This Eloquence reissue is welcome, if only because it makes available
two decent recordings of important Mahler works at an even more
reasonable price than in their previous incarnation on Double
Decca. In fact it’s more than that. It also provides a neat answer
to what to do with the Third Symphony – rather too long to fit
onto one CD, even in the fleetest-footed performances – and looking
somewhat forlorn and poor value if spread over two CDs without
coupling. In his comparative review
of versions of the Third Symphony, Tony Duggan wrote:
This ... “Double Decca” set ... couples a reasonable
account of the First Symphony with Mehta conducting the Israel
Philharmonic so clinching its bargain status. Mehta’s Third
is a ripe and vivid account, well played and brightly recorded,
though not in the front rank.
... which just about sums up my reaction, too.
Alex Russell recommended that earlier Double Decca set as the
ideal follow-up to his review
of a 2006 concert performance of the Third by the LSO under
Paavo Järvi.
If you’re looking
for budget-price versions of the Mahler symphonies, without wishing
to purchase complete sets, choice is somewhat limited. If you
are prepared to buy the complete set, Rafael Kubelík is your man
on a 10-CD set (DG 4637382, around £60 in the UK) – though advertised
as ‘10 Symphonies’, be aware, however, that No.10 is represented
only by the Adagio. If you want a boxed set with the Cook
completion of No.10, it has to be Riccardo Chailly (12 CDs, Decca
4756686, around £40). Tim Perry recently made the EMI Bertini
set his Bargain of the Month (11 CDs 3402382 – see review.)
Kubelík’s version of the First Symphony, coupled
with Lieder eines fahrenden Gesellen, used to be available
as a first-class bargain on DG’s Privilege label; it’s still
good value, and it’s still my recommended version, even now
that it has transferred to the more expensive DG Originals (4497352).
At least it now comes with notes, whereas the Privilege issue
had none. This is the benchmark against which I have measured
the Eloquence reissue of Mehta’s performance.
In Mehta’s hands the opening to the first movement
arises delicately from near-inaudibility – if anything, he is
tenderer than Kubelík here – and the tempo and volume grow imperceptibly
(allmählich und
unmerksam,
as the score says) into the faster main section until the music
develops just the right swagger with the echo of the song Ging
heut’ Morgen übers Feld. Mahler is a very interventionist
composer, with plenty of directions as to how the music should
be performed. Wie ein Naturlaut says the direction at
the head of this movement and that is exactly how it develops
here, like a sound of nature. When the trumpets are directed
to enter In sehr weiter Entfernung gestellt, that is
exactly how they sound, as if from a very great distance, but
when towards the end of the movement, Spring bursts upon us,
they really whoop with joy. As far as tempo is concerned, there
is a remarkable degree of agreement: Kubelík takes 14:31 for
this movement, Mehta 14:42.

________________________________________

● **Task goal**:
In the Mahler review above, why does the Eloquence reissue offer a neat answer to what to do with the Third Symphony? Explain in one to three sentences.

● **Data listing**:

________________________________________

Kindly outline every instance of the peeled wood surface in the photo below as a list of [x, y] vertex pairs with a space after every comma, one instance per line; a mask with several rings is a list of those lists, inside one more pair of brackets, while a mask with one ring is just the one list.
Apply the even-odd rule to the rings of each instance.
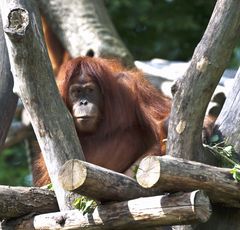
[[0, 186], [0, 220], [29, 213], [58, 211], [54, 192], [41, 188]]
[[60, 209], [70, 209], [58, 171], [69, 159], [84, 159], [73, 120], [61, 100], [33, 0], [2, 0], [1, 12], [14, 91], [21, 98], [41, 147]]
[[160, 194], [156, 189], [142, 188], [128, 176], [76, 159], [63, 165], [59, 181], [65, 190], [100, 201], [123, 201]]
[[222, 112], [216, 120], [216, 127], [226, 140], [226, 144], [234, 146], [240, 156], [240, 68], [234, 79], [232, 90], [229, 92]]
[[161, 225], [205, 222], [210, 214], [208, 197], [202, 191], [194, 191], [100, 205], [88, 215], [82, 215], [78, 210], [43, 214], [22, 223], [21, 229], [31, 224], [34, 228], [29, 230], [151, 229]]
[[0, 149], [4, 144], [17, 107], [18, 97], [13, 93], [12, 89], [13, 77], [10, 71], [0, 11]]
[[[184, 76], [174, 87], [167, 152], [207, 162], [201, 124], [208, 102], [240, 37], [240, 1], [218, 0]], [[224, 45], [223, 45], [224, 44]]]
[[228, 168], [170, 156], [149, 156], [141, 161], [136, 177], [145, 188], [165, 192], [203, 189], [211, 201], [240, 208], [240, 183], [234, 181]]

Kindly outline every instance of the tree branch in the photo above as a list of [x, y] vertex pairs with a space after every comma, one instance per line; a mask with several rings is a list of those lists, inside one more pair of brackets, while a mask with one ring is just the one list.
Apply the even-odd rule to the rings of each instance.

________________________________________

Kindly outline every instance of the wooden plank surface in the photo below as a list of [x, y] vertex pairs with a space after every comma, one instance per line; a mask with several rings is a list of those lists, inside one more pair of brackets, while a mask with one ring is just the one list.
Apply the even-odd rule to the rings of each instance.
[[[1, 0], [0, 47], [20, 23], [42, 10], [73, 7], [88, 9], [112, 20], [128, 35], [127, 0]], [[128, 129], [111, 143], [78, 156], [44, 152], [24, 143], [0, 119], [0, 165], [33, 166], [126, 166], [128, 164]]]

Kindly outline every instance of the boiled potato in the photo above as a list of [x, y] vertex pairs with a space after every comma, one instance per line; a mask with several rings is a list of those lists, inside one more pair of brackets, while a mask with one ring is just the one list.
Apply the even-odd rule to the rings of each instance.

________________________________________

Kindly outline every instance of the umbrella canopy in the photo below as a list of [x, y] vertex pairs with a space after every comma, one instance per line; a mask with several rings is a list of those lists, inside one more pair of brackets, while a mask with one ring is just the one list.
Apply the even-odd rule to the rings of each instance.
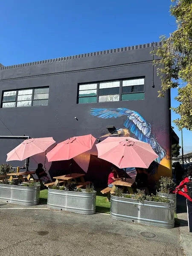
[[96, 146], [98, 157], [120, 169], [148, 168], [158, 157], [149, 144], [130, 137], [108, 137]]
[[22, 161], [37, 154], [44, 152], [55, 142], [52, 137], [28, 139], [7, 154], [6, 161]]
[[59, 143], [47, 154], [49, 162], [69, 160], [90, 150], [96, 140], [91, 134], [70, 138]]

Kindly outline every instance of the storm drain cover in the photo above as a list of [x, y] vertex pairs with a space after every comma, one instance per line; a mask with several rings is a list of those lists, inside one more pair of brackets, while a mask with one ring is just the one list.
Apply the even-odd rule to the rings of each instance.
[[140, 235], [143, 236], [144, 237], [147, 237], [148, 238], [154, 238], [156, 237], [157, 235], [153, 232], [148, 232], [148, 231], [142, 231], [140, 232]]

________________________________________

● **Answer section**:
The Third Symphony is too long to fit on one CD, even in the quickest performances, and spread over two CDs without a coupling it looks forlorn and poor value. The set fills that space by coupling Mehta's Third with a recording of the First Symphony, which the quoted review says clinches its bargain status.